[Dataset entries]
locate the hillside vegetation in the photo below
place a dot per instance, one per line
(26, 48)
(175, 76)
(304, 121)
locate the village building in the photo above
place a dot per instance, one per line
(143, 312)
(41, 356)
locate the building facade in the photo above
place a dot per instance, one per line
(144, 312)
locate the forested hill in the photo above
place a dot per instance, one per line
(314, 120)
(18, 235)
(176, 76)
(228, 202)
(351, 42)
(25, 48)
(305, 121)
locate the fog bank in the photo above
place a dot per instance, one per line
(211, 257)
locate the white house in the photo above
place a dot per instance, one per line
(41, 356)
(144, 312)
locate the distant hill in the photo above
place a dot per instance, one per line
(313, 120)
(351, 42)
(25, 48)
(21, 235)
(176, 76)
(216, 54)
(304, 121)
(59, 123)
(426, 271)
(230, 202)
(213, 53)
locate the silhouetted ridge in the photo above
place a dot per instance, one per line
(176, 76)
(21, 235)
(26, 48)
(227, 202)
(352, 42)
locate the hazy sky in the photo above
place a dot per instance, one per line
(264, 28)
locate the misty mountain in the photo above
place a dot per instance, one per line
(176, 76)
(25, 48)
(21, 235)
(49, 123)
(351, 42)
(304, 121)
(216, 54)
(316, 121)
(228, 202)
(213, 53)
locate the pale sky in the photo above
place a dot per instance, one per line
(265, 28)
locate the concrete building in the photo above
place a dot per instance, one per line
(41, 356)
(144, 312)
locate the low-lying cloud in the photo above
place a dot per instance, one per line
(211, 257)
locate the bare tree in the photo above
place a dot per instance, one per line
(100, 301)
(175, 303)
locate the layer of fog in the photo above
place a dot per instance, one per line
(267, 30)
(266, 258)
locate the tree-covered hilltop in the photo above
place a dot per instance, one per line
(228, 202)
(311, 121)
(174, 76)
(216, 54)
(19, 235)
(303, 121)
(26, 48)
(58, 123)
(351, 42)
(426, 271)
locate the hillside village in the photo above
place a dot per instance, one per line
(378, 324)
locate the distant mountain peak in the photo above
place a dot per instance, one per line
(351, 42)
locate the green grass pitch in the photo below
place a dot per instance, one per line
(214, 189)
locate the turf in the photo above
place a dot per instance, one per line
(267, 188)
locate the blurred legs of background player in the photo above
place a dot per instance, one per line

▸ Directions: Repeat the entries shown above, every one, word for word.

▸ Exercise result:
locate the hillside vegetation in the photo below
place a dot per instance, one per line
(26, 48)
(175, 76)
(304, 121)
locate the village building in the photo above
place a dot per instance, one per line
(143, 312)
(41, 356)
locate the building facade in the photo above
place a dot per instance, one per line
(144, 312)
locate the forested hill in the photo above
place a dot per instance, one per line
(314, 120)
(18, 235)
(176, 76)
(228, 202)
(351, 42)
(25, 48)
(305, 121)
locate the fog bank in the photo above
place a dot per instance, one per line
(211, 257)
locate the white house in the photo above
place a dot per instance, one per line
(41, 356)
(144, 312)
locate the distant hill in the photo above
place a dot per instance, one per line
(313, 120)
(351, 42)
(25, 48)
(21, 235)
(176, 76)
(216, 54)
(304, 121)
(59, 123)
(426, 271)
(230, 202)
(213, 53)
locate the silhouetted ridge in the photo above
place a dot per instance, one per line
(176, 76)
(21, 235)
(26, 48)
(227, 202)
(352, 42)
locate the hazy sky in the photo above
place a dot per instance, one per line
(264, 28)
locate the misty mountain in the photo above
place a dot per instance, one per line
(176, 76)
(25, 48)
(21, 235)
(49, 123)
(351, 42)
(304, 121)
(216, 54)
(316, 121)
(228, 202)
(213, 53)
locate the pale sky in the photo above
place a dot per instance, one per line
(265, 28)
locate the concrete building in the photo above
place a dot per instance, one per line
(41, 356)
(144, 312)
locate the low-lying cloud in the photo above
place a dot per instance, one per line
(211, 257)
locate the bare tree in the photo above
place a dot per instance, one per line
(100, 301)
(175, 303)
locate the layer of fog in the photo above
place a dot per instance, one per line
(267, 30)
(266, 258)
locate the tree-covered hilltop in the photo above
place a dot per instance, one per line
(228, 202)
(311, 121)
(174, 76)
(216, 54)
(19, 235)
(303, 121)
(26, 48)
(58, 123)
(351, 42)
(426, 271)
locate the hillside village in the photo above
place a dot per instance, one per line
(378, 324)
locate the distant mountain peak in the photo above
place a dot per instance, one per line
(351, 42)
locate the green grass pitch in the photo below
place a dot per instance, one per line
(214, 189)
locate the turf in the photo above
place a dot per instance, one per line
(267, 188)
locate the blurred legs of background player in the photo above
place a dot per instance, one per line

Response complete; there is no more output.